What is the count of lines in the material below that hold "pedestrian"? Answer with only that number.

Source material: Begin

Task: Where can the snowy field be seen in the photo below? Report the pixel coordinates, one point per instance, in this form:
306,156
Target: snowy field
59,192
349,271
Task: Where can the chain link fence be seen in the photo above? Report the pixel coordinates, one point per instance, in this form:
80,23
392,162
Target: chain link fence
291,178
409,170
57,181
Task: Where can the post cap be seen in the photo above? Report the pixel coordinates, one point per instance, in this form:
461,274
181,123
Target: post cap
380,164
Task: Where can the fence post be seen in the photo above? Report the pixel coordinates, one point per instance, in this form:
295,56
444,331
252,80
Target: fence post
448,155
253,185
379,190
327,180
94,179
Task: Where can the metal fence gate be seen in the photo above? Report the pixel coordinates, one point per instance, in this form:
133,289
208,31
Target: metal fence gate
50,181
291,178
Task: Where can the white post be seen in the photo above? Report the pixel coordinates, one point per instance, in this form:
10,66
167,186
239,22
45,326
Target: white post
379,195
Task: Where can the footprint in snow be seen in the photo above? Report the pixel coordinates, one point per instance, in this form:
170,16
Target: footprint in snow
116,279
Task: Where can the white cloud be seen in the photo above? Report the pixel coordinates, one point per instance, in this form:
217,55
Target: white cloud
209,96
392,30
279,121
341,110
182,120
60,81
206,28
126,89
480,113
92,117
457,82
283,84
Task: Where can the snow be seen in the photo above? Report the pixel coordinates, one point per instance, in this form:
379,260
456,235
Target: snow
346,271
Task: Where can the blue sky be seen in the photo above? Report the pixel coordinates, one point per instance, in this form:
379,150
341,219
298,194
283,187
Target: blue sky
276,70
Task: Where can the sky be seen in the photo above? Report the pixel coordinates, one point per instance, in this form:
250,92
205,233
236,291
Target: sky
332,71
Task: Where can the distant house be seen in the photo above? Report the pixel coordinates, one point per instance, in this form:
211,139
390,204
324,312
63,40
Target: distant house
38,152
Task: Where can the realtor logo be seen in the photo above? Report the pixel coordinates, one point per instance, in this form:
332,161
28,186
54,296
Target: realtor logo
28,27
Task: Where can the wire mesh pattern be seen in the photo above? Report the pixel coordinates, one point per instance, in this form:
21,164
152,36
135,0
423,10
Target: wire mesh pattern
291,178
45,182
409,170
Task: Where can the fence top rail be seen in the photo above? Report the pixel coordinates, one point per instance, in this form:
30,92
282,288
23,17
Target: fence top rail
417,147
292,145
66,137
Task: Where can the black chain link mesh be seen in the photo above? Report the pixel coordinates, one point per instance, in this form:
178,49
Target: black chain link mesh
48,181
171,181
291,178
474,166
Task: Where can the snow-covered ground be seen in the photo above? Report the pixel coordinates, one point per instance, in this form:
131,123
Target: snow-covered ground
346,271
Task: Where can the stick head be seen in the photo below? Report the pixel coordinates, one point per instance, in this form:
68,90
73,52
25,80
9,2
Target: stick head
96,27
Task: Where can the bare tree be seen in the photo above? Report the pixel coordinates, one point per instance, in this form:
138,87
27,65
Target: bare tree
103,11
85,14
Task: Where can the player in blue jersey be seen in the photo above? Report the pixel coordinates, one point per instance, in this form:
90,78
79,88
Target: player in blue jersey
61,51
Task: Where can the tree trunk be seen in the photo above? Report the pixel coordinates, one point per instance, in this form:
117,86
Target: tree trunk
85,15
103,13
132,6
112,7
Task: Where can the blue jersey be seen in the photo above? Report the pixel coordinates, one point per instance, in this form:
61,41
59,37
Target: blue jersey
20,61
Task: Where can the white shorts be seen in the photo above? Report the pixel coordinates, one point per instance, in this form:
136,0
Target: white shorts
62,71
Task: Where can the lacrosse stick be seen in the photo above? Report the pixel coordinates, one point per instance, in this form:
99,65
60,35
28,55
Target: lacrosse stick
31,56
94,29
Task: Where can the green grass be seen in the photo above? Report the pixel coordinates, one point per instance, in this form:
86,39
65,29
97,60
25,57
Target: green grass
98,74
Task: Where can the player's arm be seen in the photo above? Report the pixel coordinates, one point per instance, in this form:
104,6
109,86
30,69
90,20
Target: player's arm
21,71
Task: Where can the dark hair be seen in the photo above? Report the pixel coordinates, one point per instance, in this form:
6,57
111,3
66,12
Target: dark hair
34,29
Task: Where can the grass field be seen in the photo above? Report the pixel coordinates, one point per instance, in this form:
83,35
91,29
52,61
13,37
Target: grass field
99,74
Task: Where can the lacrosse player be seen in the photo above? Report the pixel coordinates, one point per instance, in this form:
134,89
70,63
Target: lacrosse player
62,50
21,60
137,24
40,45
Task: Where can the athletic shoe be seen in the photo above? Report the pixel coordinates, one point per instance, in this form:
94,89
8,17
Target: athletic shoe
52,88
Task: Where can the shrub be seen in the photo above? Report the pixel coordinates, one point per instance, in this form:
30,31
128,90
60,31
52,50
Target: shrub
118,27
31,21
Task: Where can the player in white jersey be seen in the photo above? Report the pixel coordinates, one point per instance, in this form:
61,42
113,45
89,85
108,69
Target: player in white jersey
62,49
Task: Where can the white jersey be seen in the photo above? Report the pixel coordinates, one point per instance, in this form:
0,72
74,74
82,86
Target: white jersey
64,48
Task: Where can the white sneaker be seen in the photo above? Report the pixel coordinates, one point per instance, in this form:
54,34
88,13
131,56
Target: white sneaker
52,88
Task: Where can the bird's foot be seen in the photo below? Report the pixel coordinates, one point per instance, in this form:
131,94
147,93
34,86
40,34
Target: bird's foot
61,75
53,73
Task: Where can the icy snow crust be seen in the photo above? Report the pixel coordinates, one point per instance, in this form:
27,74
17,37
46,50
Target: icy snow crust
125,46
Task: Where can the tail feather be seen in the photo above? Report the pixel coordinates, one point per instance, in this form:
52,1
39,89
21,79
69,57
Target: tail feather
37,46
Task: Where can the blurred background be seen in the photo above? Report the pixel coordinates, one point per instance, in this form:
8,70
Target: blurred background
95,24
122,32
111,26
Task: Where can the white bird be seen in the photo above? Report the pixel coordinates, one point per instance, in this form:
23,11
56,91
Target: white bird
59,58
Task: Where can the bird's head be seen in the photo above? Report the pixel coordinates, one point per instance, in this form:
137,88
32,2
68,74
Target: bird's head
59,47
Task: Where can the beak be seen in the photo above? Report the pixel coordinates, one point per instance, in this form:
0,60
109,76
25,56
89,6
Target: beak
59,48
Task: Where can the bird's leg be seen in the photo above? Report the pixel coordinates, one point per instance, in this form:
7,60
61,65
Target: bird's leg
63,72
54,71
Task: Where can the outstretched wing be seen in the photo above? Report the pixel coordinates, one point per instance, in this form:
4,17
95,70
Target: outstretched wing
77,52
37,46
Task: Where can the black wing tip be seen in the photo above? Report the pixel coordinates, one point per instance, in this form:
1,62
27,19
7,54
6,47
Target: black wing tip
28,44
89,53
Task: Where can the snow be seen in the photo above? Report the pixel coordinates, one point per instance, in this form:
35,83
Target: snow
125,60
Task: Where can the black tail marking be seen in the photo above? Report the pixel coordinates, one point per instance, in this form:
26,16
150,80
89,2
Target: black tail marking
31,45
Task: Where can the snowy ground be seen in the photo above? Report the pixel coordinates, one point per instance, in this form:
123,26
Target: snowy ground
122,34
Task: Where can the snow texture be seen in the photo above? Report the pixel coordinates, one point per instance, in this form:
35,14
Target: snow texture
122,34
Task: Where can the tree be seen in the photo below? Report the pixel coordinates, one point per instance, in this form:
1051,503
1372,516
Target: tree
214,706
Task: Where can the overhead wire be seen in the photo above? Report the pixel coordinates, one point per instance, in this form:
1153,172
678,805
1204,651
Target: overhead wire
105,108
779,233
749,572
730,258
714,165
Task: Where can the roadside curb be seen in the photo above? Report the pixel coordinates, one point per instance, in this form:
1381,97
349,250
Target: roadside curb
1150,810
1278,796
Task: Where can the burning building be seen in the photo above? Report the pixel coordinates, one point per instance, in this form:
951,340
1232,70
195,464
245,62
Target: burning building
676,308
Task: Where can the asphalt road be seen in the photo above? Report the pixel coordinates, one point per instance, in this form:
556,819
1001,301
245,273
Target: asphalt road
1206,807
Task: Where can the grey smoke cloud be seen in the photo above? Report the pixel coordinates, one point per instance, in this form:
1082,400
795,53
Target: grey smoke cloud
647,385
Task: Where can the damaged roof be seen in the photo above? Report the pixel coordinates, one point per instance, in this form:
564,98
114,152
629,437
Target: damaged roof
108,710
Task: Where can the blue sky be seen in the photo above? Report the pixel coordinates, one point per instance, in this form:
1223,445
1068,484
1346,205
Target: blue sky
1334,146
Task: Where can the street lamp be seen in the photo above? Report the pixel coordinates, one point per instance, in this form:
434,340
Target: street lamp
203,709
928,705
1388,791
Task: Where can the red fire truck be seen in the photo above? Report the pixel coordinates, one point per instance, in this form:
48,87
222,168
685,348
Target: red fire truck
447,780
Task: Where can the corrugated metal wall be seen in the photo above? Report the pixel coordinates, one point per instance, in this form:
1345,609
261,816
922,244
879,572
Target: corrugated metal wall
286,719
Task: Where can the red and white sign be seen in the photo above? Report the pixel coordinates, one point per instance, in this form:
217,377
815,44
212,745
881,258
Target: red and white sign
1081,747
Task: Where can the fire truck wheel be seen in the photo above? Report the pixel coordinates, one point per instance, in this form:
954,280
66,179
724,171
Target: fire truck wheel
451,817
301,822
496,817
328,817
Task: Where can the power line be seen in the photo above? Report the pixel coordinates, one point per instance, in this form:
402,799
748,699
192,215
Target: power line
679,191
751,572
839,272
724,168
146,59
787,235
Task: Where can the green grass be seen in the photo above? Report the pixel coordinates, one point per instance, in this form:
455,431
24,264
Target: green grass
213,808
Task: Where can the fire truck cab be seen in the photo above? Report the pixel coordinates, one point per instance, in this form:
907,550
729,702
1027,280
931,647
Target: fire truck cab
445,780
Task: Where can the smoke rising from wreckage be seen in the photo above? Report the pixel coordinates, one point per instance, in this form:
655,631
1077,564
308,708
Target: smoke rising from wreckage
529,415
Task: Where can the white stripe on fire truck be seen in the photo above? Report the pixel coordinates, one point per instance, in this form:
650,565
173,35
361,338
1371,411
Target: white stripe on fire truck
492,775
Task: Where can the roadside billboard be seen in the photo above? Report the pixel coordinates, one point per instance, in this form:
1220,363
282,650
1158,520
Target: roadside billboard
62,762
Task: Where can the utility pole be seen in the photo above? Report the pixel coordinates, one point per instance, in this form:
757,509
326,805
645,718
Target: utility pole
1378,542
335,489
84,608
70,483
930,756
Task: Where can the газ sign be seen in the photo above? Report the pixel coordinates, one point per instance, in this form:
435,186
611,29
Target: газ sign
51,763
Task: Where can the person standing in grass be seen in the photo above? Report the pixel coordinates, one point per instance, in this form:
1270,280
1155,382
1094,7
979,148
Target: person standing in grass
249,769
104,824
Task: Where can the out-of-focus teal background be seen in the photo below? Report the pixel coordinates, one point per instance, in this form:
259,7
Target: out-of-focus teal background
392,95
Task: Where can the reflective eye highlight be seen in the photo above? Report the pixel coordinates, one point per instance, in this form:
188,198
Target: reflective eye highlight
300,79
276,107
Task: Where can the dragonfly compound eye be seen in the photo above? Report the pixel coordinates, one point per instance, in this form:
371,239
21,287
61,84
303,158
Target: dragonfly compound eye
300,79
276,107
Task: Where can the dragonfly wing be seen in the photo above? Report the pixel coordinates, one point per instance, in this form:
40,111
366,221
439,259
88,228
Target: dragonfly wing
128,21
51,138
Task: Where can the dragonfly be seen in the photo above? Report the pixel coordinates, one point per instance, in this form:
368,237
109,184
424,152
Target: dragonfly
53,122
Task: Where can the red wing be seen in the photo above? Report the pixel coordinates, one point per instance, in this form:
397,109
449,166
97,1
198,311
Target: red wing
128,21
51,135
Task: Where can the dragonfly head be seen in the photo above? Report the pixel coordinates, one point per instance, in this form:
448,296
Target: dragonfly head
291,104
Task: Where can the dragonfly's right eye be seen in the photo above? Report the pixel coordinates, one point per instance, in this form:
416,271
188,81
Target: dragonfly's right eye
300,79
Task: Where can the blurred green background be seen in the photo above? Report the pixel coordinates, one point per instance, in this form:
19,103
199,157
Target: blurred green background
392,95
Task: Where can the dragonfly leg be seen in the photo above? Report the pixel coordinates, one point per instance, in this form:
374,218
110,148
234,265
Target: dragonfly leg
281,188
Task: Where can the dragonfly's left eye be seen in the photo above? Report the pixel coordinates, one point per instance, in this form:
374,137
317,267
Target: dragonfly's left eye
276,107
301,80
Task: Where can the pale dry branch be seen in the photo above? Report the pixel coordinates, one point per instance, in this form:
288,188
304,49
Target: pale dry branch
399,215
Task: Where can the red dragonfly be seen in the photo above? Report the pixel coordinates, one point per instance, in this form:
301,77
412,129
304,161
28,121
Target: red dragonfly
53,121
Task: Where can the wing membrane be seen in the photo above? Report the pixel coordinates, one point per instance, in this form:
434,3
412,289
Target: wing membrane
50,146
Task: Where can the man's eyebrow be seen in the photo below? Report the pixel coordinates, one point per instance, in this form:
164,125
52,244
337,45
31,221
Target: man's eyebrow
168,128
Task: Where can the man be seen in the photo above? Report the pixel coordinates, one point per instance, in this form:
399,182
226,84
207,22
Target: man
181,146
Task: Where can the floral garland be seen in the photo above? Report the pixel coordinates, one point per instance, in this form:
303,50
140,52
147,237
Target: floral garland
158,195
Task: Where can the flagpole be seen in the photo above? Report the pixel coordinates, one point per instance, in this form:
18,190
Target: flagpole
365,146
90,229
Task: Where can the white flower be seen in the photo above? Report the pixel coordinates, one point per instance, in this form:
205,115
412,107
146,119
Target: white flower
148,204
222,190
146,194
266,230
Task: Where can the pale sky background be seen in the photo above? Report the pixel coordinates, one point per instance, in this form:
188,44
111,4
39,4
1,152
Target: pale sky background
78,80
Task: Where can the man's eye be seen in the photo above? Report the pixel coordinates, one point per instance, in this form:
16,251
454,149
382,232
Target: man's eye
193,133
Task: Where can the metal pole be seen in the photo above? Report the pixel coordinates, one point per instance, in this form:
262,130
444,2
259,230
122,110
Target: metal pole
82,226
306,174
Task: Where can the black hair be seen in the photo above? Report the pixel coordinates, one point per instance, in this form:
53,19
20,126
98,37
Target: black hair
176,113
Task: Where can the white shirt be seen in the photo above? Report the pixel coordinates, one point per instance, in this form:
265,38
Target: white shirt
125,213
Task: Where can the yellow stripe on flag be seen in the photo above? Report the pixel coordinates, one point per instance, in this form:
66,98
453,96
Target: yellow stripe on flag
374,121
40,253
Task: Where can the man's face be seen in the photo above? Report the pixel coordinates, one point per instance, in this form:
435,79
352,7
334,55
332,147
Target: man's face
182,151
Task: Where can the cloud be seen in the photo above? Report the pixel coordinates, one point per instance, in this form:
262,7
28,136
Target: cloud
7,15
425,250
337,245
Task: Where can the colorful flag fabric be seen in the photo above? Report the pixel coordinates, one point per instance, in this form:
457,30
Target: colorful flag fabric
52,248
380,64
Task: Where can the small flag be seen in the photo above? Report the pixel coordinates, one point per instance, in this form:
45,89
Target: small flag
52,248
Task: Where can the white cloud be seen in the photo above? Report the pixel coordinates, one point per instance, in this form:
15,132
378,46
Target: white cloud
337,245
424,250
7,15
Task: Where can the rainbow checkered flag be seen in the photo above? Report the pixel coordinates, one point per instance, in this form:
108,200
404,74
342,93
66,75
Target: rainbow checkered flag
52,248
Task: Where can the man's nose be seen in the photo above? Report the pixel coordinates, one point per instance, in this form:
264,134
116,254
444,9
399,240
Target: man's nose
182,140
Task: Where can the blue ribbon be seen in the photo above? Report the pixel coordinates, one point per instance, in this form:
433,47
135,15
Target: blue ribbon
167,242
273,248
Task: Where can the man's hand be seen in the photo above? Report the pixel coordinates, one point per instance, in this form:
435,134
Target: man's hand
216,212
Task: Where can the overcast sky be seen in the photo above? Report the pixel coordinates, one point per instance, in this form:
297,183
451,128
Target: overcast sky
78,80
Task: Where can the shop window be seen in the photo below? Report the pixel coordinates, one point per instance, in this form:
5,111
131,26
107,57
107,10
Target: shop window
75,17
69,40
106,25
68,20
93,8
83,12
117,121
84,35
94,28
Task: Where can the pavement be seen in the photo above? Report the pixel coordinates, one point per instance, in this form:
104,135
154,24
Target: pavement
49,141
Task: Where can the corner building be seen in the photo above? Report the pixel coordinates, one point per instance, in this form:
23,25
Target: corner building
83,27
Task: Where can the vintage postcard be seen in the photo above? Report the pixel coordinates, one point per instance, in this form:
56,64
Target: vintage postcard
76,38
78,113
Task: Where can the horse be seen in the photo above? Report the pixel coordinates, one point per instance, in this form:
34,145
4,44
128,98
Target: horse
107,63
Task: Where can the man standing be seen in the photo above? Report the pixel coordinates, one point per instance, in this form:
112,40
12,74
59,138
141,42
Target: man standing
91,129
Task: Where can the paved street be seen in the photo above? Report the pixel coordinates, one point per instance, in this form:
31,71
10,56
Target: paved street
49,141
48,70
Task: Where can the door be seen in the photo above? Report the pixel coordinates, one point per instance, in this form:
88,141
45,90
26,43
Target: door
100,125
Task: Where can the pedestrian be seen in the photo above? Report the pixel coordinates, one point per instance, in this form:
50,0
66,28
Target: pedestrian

Source material: End

Solution for this task> 2